• Your instructions:
All records are to be reproduced verbatim, with images omitted.

• Entries supplied:
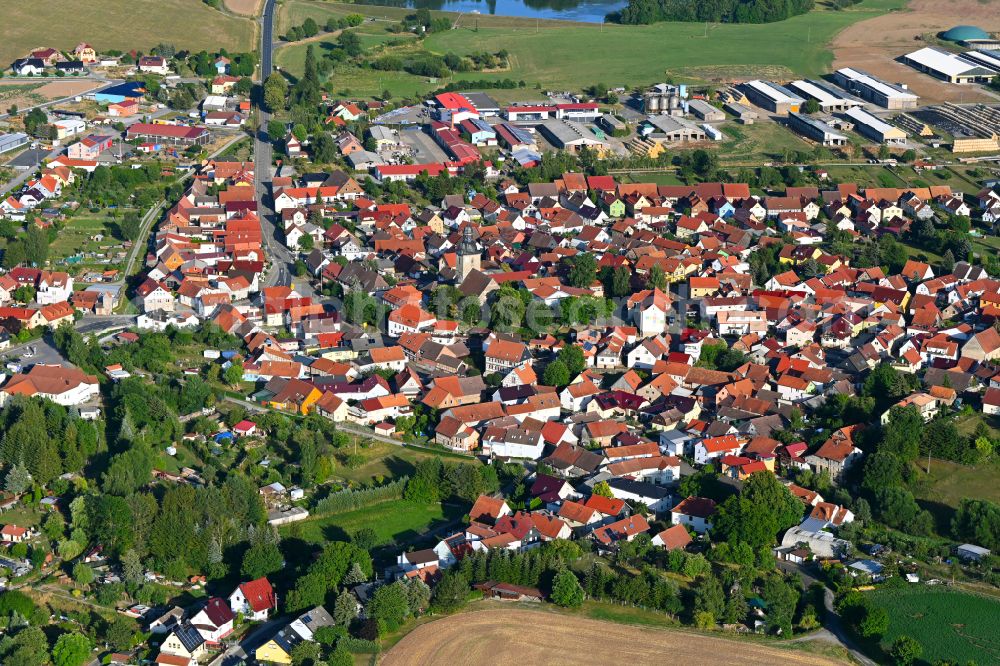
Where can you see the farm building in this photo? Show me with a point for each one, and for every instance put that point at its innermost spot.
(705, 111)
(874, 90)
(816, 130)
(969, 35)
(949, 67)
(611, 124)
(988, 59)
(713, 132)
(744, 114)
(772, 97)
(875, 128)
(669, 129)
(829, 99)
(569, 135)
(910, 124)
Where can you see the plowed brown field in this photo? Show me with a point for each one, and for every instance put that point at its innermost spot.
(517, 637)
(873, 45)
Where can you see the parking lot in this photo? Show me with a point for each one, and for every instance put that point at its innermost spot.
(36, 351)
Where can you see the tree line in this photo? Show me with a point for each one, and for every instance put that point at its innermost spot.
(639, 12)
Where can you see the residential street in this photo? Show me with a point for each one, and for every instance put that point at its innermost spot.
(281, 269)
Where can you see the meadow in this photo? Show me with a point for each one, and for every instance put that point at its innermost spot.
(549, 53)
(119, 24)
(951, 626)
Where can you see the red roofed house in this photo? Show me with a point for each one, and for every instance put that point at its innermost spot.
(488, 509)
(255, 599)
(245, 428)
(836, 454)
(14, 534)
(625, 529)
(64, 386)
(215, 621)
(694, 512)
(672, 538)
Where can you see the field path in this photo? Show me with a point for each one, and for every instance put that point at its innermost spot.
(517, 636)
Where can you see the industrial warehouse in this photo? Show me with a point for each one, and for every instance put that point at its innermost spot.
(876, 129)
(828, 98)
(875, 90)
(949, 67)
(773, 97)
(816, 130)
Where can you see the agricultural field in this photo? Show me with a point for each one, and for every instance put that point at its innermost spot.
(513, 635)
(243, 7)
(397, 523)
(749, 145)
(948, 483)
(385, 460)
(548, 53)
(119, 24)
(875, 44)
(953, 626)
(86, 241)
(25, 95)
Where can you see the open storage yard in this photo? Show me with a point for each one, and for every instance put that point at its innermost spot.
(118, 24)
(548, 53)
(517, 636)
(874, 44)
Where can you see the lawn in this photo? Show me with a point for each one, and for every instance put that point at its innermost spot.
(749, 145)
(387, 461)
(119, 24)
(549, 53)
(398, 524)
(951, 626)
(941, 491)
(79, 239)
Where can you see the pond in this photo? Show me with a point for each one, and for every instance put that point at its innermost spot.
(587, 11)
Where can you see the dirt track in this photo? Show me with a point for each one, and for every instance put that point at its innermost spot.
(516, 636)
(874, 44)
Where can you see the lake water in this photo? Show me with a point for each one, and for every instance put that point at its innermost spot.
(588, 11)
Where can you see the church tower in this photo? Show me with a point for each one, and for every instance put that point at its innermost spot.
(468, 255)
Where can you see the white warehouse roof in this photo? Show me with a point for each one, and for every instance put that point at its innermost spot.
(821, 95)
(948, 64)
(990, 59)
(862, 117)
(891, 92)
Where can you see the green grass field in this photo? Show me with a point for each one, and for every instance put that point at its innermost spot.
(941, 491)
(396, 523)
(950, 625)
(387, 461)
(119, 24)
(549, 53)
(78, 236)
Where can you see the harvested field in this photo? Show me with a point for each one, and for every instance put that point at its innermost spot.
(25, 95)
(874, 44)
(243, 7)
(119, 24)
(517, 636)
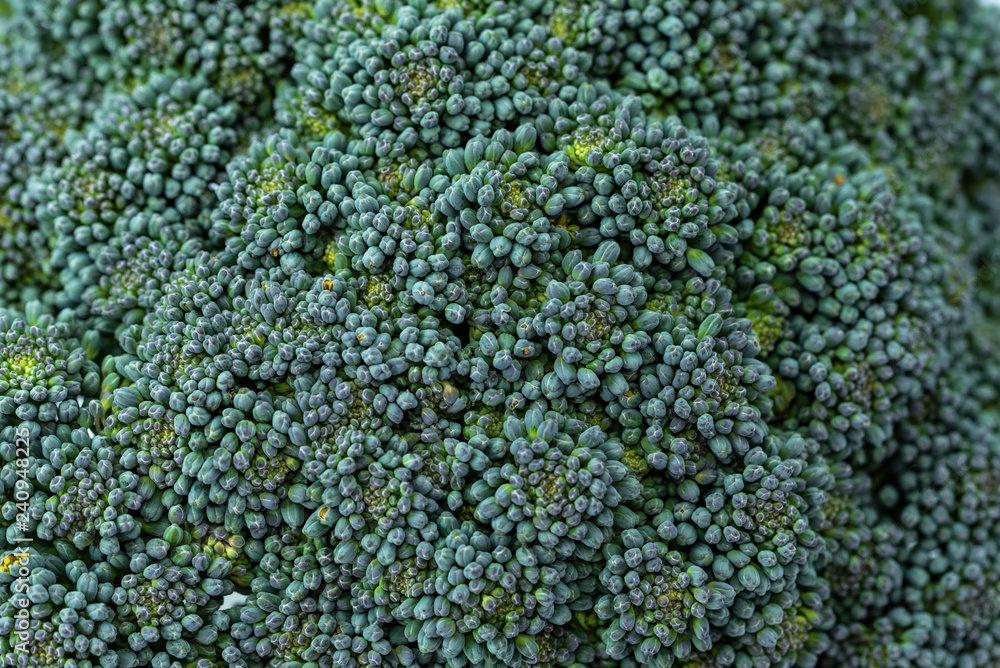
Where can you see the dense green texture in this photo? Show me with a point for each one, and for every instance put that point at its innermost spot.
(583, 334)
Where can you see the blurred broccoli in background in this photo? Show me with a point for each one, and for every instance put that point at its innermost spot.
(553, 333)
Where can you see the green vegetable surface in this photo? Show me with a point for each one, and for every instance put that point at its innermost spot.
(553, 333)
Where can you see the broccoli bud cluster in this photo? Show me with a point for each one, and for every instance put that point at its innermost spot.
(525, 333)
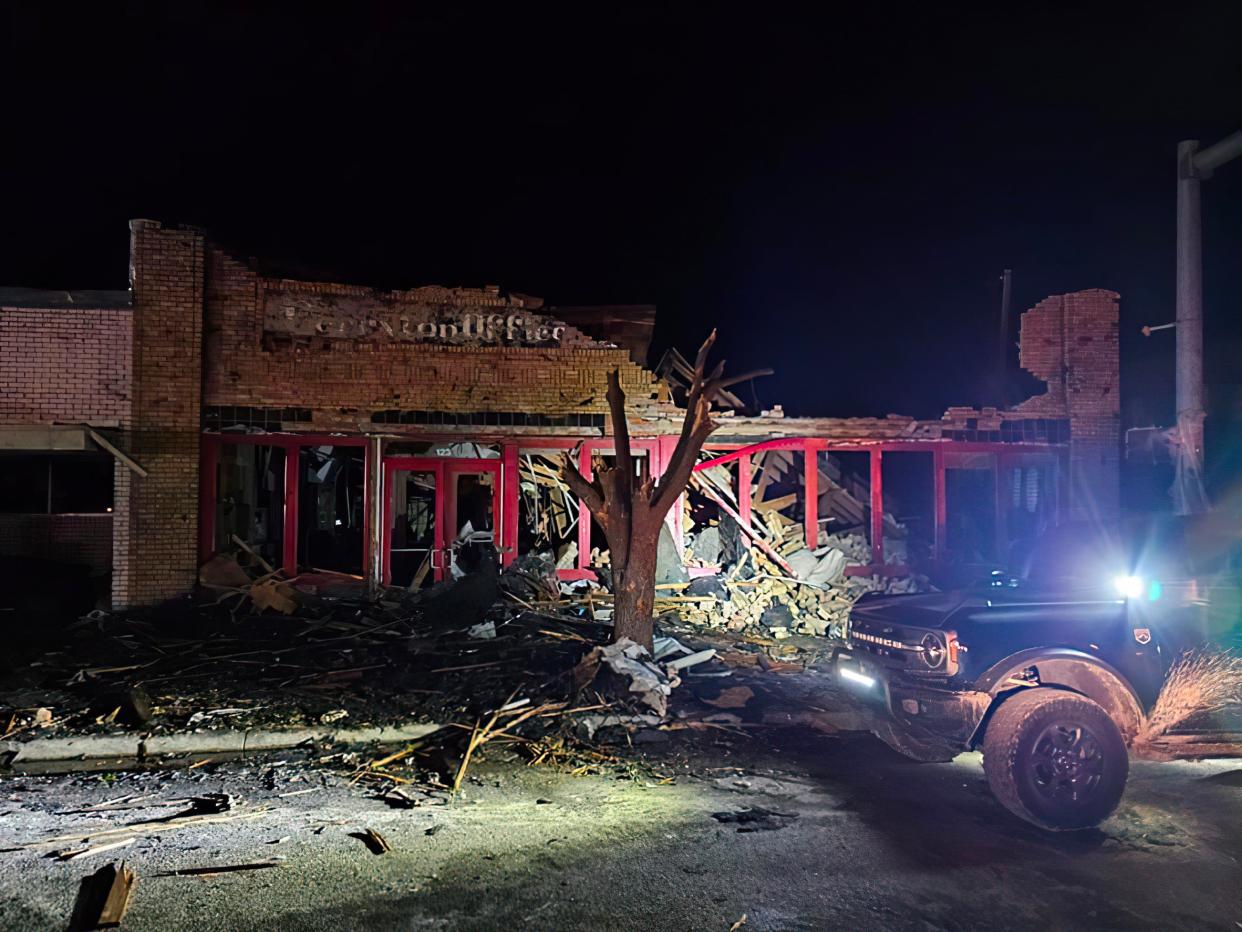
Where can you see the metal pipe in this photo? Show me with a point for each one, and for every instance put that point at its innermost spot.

• Result for this exercise:
Where can you see the farm building in this photo? Show me with a point for each one, and for every instance put that point at its innermost spot.
(705, 111)
(874, 90)
(816, 130)
(969, 35)
(949, 67)
(611, 124)
(988, 59)
(713, 132)
(744, 114)
(772, 97)
(875, 128)
(669, 129)
(829, 99)
(569, 135)
(910, 124)
Where can you see the plowed brown field in this photo? Show me with a point for each one, and for every instance put that point at its innermost spot.
(517, 637)
(873, 45)
Where can you see the parking lot in this photo? Show me with a point for each one, and for every instance put that point at its innermost spot.
(36, 351)
Where can you see the tree line in this photo? Show me with a point for each one, and for every instance put that point at its innermost spot.
(639, 12)
Where can you see the residential street in this photo? Show me with a point for each one, and for every instance put that point at its innermost spot.
(281, 269)
Where can you see the meadow in this photo? Show me with a point for each one, and for every instance put that point at its innermost spot.
(549, 53)
(119, 24)
(951, 626)
Where can you see the red roofed house in this photo? Show me with a point for each one, and for every instance put that point at its innermost spot.
(488, 509)
(255, 599)
(245, 428)
(836, 454)
(14, 534)
(625, 529)
(64, 386)
(215, 621)
(694, 512)
(672, 538)
Where can you see the field path in this photo? Show me with a point for each one, and for every instance put that point at its innermost spot.
(517, 636)
Where can you see the industrial warehouse in this photo? Show me with a point for each one, and for every instance put that point at its innermost spot.
(876, 129)
(828, 98)
(875, 90)
(949, 67)
(773, 97)
(816, 130)
Where can you see the agricultural field in this photo? Show me with a point for each one, and for every instance put that point at its innermost spot.
(513, 635)
(243, 7)
(397, 523)
(749, 145)
(948, 483)
(385, 460)
(548, 53)
(119, 24)
(875, 44)
(953, 626)
(86, 241)
(25, 95)
Where can you see the open storage yard in this photo? Show me with a point for each one, and for every instance put that point at its innermost spot.
(118, 24)
(548, 53)
(517, 636)
(874, 44)
Where can you see the lawn in this photo? Show me with a point for each one, and for every instance put that point at its innermost spot.
(749, 145)
(387, 461)
(119, 24)
(549, 53)
(398, 524)
(951, 626)
(941, 491)
(79, 239)
Where can you see the pond in this photo? Show me with a point for each one, and for every instance put that point at its innermost spot.
(587, 11)
Where can you see the dirt track in this photo? Show me with a point for each one, and for every instance put that point at its innermost spot.
(516, 636)
(874, 44)
Where can you see the lake water in this photo? Show me with a point for each one, and for every instance put that point at its innermost spot.
(588, 11)
Where can you see the church tower in this photo? Show me with a point for each one, and for every instance put that point at its innermost spot.
(468, 255)
Where can you see the white warehouse roof in this photo? Show me with a point for each one, and for every instance put that point at its innermost spot.
(821, 95)
(948, 64)
(990, 59)
(862, 117)
(891, 92)
Where can you see the green grass field in this photo? Show me with a point for each one, and for every instance put that point at its innermost spot.
(941, 491)
(396, 523)
(950, 625)
(387, 461)
(119, 24)
(549, 53)
(78, 236)
Where can you see the harvested field in this photo? Show me with a point for each one, and for every instance put that point at its innermost spot.
(25, 95)
(874, 44)
(243, 7)
(119, 24)
(517, 636)
Where can you see the dense green texture in this photo? Show me with a point for each one, and for every instance put that point at its innermost spot.
(583, 334)
Where can you see the blurred broccoli in background in this photo? Show me with a point for each one, and for every instance put that point at its innermost spot.
(553, 333)
Where can you see the green vegetable surface in this photo? Show me with a point for each one, and for every instance put that point at its innermost spot.
(553, 333)
Where can you see the broccoli bud cluster in this photo? Show me with a point for each one, and for every instance put that point at its innermost spot.
(525, 333)
Where can you see the metal pipe in this photo? Show me with a point for each one, and for every instance put that point at its innermost spot.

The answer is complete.